» SUPPLIED RECORDS:
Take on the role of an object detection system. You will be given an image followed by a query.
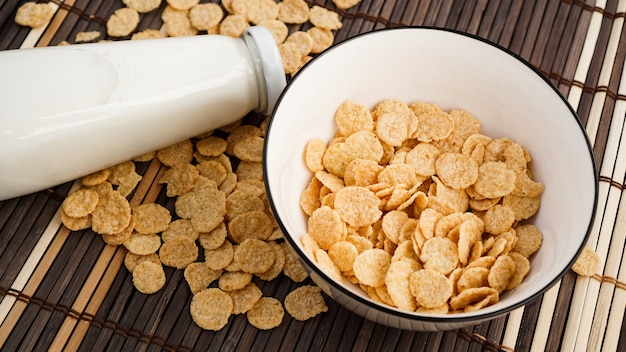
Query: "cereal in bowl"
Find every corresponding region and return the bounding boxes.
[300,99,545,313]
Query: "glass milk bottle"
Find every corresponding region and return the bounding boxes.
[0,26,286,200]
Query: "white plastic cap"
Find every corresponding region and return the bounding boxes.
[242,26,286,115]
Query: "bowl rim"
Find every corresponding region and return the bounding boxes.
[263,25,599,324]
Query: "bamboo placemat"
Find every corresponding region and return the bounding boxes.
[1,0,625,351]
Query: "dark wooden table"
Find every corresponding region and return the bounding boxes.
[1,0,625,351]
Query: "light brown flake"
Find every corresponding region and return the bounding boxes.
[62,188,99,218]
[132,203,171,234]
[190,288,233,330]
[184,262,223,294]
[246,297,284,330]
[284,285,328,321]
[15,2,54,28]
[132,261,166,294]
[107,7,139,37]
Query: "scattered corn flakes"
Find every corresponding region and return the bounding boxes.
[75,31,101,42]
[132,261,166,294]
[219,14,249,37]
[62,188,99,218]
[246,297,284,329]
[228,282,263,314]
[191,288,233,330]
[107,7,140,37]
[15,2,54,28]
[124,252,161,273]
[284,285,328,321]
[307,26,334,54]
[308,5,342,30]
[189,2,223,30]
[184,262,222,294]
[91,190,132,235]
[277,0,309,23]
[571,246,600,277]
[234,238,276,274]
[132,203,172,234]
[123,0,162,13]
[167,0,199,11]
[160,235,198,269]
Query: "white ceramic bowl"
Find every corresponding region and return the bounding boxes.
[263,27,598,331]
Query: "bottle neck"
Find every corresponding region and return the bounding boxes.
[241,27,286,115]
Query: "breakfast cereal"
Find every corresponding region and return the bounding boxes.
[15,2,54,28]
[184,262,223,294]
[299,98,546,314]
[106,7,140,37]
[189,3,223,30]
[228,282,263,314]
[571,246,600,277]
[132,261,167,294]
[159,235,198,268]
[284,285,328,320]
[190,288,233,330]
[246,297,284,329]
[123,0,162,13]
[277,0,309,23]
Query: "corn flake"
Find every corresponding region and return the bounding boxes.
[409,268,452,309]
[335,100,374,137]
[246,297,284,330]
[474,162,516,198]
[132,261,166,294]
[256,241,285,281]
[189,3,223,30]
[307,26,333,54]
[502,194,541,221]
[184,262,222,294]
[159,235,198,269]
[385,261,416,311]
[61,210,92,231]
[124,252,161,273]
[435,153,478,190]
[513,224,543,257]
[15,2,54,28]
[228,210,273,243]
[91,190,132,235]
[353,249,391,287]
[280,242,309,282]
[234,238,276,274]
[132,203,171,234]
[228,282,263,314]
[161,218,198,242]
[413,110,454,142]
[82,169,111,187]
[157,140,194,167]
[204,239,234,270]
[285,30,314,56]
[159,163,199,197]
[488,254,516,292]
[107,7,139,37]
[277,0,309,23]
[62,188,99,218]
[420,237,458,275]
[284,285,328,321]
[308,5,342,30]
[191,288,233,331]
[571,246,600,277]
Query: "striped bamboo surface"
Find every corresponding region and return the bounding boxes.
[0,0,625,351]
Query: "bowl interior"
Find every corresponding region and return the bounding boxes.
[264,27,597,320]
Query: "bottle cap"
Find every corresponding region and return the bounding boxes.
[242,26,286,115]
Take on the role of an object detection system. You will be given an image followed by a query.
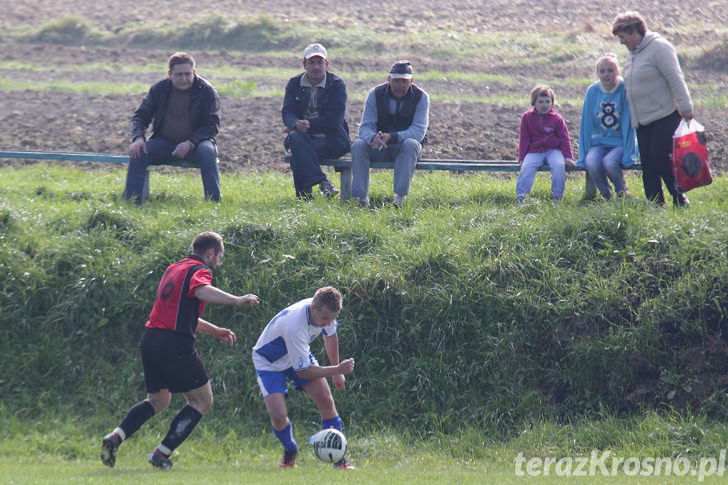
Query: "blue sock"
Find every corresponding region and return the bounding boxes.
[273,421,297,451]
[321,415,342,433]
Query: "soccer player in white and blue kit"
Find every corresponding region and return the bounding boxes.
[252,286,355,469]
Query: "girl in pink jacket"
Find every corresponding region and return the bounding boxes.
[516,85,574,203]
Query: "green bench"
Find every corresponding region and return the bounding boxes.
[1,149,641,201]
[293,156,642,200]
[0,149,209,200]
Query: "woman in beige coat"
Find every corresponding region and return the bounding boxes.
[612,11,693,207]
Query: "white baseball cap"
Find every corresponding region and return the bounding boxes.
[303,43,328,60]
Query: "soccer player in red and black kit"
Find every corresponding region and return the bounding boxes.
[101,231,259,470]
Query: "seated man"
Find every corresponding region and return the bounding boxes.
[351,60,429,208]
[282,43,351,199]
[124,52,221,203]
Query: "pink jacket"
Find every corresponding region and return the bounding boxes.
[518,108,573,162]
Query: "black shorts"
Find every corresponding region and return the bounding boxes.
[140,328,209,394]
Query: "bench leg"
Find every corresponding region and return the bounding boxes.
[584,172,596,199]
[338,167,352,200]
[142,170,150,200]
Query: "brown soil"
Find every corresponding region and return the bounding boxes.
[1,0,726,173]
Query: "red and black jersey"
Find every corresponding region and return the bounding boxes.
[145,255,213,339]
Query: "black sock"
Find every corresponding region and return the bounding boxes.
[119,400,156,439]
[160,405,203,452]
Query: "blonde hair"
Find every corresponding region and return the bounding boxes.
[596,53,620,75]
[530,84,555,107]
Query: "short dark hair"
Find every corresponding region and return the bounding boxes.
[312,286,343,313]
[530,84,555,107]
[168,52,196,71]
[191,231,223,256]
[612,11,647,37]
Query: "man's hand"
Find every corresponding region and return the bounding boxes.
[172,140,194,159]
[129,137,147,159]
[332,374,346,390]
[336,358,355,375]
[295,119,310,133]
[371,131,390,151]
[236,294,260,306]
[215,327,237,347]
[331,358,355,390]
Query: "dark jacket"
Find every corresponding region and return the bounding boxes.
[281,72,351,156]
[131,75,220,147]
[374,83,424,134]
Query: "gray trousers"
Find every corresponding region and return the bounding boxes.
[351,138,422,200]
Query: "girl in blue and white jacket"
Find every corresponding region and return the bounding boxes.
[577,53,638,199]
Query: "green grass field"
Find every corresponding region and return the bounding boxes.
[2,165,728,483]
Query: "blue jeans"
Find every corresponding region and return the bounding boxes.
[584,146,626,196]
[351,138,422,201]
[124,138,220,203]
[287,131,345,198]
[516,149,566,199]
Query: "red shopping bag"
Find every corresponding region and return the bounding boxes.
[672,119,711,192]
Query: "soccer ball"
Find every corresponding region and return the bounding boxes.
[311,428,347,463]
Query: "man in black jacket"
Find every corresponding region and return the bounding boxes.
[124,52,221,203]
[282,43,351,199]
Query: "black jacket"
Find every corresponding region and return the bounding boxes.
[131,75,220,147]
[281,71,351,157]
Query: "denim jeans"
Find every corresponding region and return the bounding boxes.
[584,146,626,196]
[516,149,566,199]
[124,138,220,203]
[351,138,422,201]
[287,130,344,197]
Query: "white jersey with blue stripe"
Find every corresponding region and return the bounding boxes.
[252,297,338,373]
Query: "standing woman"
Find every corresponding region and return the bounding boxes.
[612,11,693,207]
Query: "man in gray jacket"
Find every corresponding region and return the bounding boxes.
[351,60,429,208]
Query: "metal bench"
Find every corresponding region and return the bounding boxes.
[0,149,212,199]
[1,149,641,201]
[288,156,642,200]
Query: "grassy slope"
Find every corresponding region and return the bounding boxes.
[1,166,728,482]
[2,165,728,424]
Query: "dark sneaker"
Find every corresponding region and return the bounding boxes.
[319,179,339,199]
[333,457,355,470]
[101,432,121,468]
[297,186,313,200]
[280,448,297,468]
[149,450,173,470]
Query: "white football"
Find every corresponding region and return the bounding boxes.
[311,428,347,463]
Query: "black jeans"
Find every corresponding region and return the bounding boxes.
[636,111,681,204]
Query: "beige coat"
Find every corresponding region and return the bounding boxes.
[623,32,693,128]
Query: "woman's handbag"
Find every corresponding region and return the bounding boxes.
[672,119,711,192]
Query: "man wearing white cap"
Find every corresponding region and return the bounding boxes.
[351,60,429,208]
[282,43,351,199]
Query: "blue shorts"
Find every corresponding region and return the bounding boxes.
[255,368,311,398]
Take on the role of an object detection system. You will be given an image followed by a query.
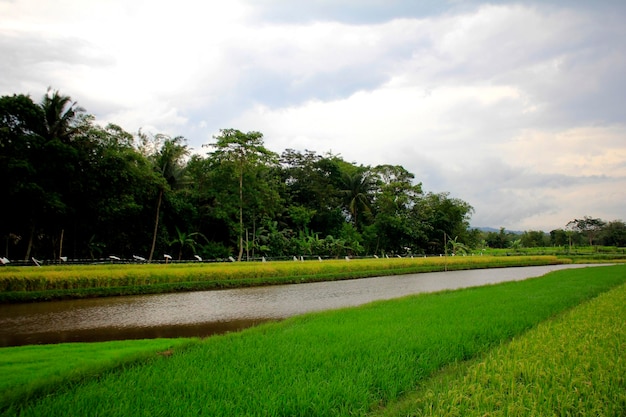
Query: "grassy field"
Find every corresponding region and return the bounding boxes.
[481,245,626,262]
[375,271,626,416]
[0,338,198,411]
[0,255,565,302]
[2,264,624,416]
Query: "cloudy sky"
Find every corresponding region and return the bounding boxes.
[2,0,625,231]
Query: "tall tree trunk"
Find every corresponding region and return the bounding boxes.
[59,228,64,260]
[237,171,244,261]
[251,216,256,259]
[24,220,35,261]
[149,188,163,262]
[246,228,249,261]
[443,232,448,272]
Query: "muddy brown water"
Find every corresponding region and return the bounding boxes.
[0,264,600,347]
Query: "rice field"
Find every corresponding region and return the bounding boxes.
--
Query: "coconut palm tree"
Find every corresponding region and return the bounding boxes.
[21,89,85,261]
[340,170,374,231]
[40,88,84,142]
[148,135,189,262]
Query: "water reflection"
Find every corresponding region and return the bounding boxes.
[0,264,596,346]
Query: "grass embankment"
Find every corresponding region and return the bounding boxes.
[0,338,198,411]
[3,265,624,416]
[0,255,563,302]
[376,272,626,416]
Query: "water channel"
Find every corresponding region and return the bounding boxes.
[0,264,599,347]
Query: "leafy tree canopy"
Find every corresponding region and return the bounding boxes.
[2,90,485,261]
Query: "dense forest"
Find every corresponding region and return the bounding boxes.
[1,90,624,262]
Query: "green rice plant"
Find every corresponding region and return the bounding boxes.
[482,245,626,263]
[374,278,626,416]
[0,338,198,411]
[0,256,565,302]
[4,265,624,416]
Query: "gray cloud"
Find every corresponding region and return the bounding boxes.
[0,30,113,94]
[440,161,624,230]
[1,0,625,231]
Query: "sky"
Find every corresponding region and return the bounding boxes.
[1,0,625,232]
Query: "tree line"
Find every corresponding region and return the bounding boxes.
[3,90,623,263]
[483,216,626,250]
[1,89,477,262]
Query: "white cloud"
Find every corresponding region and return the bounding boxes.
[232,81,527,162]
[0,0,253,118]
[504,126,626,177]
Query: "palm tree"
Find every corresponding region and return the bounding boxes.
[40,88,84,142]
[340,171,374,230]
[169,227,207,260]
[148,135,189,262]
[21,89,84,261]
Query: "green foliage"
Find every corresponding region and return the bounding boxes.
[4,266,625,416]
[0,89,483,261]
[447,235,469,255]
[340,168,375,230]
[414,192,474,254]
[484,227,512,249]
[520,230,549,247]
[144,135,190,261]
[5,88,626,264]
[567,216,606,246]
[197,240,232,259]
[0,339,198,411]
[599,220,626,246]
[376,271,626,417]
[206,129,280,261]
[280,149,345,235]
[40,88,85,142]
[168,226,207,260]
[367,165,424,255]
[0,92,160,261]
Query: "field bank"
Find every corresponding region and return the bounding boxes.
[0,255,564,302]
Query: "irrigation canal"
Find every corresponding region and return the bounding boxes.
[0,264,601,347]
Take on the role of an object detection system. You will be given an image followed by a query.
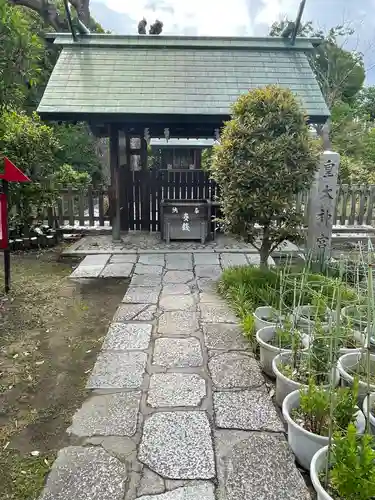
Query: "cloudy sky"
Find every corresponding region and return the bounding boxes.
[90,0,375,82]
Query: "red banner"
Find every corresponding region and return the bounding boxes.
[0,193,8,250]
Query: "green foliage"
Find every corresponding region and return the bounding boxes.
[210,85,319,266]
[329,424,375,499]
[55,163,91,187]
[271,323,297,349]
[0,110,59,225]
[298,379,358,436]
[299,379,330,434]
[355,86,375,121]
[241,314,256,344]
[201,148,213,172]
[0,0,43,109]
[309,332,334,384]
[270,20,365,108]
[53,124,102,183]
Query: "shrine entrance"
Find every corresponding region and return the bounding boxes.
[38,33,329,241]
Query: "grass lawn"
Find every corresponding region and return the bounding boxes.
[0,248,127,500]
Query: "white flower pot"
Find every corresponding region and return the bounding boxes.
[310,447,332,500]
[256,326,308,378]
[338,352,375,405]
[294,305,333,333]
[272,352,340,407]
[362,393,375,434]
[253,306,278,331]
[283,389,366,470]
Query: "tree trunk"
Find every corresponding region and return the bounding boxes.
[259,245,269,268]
* * *
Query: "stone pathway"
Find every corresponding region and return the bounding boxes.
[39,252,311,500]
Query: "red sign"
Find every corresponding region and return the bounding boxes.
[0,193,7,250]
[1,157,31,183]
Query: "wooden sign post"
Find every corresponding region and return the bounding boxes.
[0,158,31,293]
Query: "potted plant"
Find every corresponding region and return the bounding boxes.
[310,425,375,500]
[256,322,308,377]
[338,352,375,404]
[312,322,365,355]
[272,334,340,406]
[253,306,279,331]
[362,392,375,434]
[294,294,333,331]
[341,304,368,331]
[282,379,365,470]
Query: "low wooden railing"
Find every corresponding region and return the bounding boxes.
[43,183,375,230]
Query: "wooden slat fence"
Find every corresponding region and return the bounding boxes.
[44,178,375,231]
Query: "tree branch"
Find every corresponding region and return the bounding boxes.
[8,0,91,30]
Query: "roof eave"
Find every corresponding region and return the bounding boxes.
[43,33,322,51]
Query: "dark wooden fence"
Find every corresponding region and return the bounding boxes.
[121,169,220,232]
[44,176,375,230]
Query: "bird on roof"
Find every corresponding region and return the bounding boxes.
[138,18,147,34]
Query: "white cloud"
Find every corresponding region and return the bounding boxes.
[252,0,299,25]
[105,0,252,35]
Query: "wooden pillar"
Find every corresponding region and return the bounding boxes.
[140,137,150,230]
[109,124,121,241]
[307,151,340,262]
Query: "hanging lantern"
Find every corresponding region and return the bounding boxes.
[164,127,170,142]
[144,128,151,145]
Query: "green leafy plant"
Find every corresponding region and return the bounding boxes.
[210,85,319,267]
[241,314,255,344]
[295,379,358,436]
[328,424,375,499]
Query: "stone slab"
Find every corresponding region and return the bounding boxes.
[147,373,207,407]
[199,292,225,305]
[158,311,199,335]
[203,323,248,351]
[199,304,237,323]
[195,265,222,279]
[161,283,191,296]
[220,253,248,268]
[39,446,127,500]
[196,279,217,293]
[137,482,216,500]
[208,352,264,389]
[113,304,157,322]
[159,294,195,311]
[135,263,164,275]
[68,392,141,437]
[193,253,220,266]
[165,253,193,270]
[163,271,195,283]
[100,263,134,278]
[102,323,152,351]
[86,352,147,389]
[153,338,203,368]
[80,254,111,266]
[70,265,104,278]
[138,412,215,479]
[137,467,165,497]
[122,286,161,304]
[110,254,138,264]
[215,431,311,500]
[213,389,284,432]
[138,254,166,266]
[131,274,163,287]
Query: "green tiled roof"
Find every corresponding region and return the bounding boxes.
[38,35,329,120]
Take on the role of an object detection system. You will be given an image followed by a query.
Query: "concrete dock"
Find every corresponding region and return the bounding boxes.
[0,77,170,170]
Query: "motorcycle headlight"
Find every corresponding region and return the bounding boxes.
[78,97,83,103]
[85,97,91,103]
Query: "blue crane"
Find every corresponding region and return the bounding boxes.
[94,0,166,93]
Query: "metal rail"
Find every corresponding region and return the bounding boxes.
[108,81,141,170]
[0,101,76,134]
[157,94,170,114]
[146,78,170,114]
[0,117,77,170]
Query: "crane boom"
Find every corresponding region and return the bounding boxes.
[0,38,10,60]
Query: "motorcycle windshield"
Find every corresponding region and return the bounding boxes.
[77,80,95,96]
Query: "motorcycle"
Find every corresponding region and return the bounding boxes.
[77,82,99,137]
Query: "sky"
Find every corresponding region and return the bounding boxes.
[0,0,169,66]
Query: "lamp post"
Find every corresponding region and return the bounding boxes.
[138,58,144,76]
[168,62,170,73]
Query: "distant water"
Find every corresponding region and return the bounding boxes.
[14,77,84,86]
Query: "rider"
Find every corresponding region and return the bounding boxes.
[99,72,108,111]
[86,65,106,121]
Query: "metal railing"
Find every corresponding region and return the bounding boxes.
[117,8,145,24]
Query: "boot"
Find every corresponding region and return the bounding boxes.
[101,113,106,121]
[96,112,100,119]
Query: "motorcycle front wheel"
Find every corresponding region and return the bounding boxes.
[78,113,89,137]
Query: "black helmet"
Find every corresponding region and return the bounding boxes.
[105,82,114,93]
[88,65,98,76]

» WHAT THE TASK REQUIRES: Take every line from the data above that holds "brown" and copy it out.

» TASK ANSWER:
Query: "light brown flake"
Query: "brown soil"
Query: "muddy brown water"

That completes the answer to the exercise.